----- Extracted entries -----

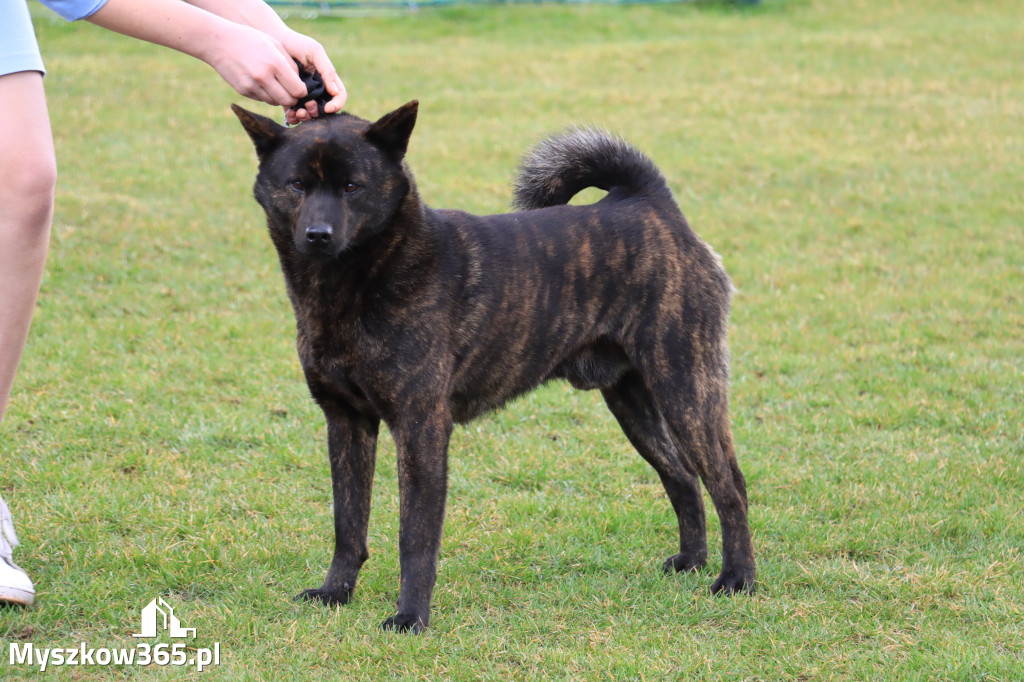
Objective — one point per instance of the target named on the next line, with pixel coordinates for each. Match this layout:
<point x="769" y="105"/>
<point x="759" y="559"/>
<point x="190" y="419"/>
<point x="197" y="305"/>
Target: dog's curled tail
<point x="558" y="168"/>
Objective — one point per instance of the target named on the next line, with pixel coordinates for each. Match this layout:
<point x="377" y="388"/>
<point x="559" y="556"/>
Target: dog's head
<point x="330" y="183"/>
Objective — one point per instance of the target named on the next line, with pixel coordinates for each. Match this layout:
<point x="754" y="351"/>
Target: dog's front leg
<point x="351" y="449"/>
<point x="422" y="445"/>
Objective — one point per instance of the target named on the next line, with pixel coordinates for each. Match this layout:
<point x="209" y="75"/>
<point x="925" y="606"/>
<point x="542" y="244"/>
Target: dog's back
<point x="574" y="292"/>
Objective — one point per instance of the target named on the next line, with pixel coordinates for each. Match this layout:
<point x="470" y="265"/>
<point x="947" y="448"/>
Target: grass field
<point x="858" y="166"/>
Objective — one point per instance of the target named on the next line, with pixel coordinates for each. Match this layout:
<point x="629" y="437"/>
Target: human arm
<point x="253" y="60"/>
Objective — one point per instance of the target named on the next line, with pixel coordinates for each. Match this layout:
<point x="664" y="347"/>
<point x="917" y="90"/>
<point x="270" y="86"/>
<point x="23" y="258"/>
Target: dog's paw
<point x="682" y="563"/>
<point x="328" y="597"/>
<point x="733" y="582"/>
<point x="404" y="623"/>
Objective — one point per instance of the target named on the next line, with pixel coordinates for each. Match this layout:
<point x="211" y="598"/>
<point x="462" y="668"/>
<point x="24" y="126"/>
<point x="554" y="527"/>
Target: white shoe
<point x="15" y="586"/>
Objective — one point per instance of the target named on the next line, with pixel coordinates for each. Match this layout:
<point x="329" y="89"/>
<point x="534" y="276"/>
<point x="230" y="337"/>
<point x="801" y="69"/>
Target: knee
<point x="27" y="190"/>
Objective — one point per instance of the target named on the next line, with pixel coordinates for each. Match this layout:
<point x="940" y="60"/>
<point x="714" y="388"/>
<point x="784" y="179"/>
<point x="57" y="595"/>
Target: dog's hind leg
<point x="351" y="450"/>
<point x="643" y="424"/>
<point x="422" y="442"/>
<point x="700" y="428"/>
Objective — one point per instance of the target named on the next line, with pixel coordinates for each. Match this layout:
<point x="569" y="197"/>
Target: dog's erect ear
<point x="266" y="134"/>
<point x="393" y="130"/>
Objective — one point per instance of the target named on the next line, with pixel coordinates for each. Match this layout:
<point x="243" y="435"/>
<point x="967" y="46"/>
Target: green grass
<point x="857" y="165"/>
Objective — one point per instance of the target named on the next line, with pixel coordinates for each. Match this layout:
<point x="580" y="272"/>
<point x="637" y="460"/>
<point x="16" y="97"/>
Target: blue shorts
<point x="18" y="49"/>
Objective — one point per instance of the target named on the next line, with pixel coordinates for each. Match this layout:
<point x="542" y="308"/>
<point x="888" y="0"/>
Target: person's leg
<point x="28" y="177"/>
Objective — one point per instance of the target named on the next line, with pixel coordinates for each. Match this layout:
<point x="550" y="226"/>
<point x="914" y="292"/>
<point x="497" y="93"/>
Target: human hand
<point x="311" y="55"/>
<point x="257" y="66"/>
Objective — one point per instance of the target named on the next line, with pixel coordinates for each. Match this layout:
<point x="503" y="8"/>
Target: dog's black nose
<point x="320" y="235"/>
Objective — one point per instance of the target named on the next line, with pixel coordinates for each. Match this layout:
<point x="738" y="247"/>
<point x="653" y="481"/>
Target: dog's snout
<point x="320" y="235"/>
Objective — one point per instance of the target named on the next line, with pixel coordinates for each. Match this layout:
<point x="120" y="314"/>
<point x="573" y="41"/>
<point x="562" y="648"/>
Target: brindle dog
<point x="424" y="318"/>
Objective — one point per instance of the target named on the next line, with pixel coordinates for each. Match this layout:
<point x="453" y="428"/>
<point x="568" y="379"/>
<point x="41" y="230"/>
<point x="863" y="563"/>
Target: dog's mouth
<point x="318" y="241"/>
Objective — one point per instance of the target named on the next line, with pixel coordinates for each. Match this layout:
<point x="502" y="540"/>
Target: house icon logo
<point x="158" y="613"/>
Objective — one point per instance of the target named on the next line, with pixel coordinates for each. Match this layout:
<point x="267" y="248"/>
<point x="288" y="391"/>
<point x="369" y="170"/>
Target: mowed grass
<point x="857" y="165"/>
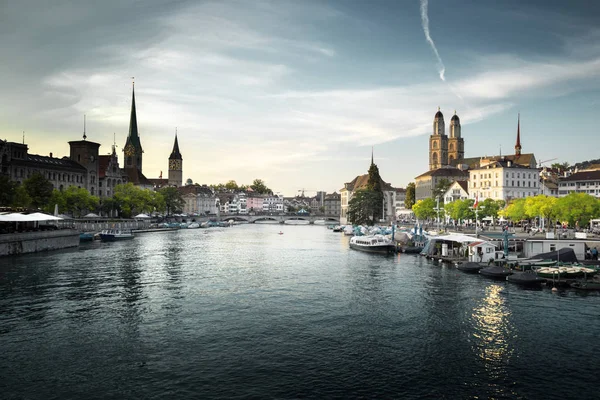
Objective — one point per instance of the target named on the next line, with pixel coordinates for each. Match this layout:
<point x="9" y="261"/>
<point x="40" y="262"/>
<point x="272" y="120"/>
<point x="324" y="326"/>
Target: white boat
<point x="373" y="244"/>
<point x="111" y="235"/>
<point x="296" y="222"/>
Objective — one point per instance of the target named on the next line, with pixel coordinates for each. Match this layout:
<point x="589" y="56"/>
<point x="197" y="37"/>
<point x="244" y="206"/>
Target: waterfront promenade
<point x="246" y="312"/>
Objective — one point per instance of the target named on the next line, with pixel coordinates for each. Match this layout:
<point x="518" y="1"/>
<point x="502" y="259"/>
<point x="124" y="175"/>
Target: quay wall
<point x="31" y="242"/>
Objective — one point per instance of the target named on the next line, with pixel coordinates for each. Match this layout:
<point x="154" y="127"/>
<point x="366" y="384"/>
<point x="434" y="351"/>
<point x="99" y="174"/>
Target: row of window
<point x="528" y="175"/>
<point x="512" y="183"/>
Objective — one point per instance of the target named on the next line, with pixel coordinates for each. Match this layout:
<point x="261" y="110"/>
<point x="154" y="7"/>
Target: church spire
<point x="175" y="154"/>
<point x="518" y="144"/>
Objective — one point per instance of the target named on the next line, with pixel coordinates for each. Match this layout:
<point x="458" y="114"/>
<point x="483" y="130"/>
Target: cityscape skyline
<point x="297" y="94"/>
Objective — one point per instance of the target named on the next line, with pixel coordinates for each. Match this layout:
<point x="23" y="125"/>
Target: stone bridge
<point x="328" y="219"/>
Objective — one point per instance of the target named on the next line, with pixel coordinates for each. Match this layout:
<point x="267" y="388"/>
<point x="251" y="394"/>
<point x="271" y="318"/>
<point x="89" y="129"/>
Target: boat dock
<point x="135" y="231"/>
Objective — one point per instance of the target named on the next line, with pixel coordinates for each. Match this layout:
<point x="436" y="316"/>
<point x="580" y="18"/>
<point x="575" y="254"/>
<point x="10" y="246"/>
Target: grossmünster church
<point x="444" y="150"/>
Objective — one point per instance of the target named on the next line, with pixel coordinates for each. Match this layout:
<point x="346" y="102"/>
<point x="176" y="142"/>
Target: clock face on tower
<point x="129" y="150"/>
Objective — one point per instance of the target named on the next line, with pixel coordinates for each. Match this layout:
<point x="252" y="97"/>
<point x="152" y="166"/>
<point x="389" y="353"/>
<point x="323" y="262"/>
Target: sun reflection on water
<point x="493" y="332"/>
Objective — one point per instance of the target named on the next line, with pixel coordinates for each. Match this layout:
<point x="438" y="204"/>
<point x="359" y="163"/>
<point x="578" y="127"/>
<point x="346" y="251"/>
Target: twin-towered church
<point x="134" y="157"/>
<point x="444" y="150"/>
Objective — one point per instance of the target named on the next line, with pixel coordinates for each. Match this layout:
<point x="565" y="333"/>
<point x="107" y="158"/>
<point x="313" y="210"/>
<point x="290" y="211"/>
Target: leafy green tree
<point x="489" y="208"/>
<point x="21" y="198"/>
<point x="409" y="201"/>
<point x="441" y="188"/>
<point x="39" y="189"/>
<point x="515" y="211"/>
<point x="460" y="210"/>
<point x="577" y="208"/>
<point x="57" y="199"/>
<point x="174" y="203"/>
<point x="8" y="190"/>
<point x="561" y="166"/>
<point x="231" y="185"/>
<point x="131" y="200"/>
<point x="259" y="187"/>
<point x="425" y="209"/>
<point x="79" y="201"/>
<point x="365" y="207"/>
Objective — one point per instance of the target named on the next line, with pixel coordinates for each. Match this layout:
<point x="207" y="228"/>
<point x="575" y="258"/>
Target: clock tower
<point x="175" y="165"/>
<point x="133" y="147"/>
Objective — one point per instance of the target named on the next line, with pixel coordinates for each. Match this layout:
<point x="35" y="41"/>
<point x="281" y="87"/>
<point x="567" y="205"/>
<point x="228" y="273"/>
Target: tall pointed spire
<point x="133" y="143"/>
<point x="518" y="144"/>
<point x="175" y="154"/>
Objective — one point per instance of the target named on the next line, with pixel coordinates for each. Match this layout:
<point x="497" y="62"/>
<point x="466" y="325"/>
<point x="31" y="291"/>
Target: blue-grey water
<point x="244" y="312"/>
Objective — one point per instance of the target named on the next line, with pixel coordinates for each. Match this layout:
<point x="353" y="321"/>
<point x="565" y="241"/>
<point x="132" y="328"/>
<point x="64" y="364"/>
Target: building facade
<point x="503" y="180"/>
<point x="580" y="182"/>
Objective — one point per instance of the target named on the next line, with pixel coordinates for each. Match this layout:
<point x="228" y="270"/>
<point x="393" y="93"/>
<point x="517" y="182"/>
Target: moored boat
<point x="373" y="244"/>
<point x="111" y="235"/>
<point x="585" y="285"/>
<point x="86" y="237"/>
<point x="495" y="272"/>
<point x="527" y="278"/>
<point x="469" y="267"/>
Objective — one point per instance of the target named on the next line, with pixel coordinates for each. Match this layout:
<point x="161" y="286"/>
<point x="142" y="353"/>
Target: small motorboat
<point x="86" y="237"/>
<point x="585" y="285"/>
<point x="525" y="279"/>
<point x="112" y="235"/>
<point x="373" y="244"/>
<point x="469" y="267"/>
<point x="495" y="272"/>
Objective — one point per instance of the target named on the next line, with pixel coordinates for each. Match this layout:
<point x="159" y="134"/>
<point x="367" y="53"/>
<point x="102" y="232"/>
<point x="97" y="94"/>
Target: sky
<point x="298" y="93"/>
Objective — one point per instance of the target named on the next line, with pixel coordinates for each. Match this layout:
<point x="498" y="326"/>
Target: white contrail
<point x="425" y="23"/>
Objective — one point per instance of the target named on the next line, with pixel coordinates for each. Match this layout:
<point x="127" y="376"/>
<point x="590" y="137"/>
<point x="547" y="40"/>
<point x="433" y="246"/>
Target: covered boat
<point x="527" y="278"/>
<point x="563" y="255"/>
<point x="112" y="235"/>
<point x="495" y="272"/>
<point x="585" y="285"/>
<point x="373" y="244"/>
<point x="469" y="267"/>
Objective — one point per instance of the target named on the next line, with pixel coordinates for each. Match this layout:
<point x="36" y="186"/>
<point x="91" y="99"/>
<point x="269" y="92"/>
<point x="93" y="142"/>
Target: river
<point x="245" y="312"/>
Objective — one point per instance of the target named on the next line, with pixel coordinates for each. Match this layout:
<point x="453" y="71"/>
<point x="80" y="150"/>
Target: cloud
<point x="425" y="24"/>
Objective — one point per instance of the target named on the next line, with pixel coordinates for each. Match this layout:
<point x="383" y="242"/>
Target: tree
<point x="365" y="207"/>
<point x="131" y="200"/>
<point x="577" y="208"/>
<point x="8" y="190"/>
<point x="425" y="209"/>
<point x="515" y="211"/>
<point x="489" y="208"/>
<point x="39" y="189"/>
<point x="561" y="166"/>
<point x="172" y="199"/>
<point x="21" y="198"/>
<point x="259" y="187"/>
<point x="409" y="201"/>
<point x="441" y="188"/>
<point x="231" y="185"/>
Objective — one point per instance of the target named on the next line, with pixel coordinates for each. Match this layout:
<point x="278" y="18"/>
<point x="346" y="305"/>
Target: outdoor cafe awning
<point x="33" y="217"/>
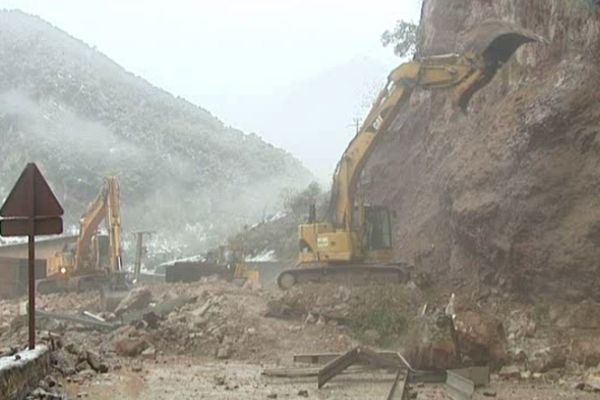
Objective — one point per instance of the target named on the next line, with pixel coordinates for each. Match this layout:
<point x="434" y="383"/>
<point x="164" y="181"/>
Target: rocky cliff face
<point x="507" y="196"/>
<point x="80" y="116"/>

-----

Exercise directions> Count the lines in the entries above that contain the string "clock", matching case exactly. Reply with the number alone.

Written answer> 2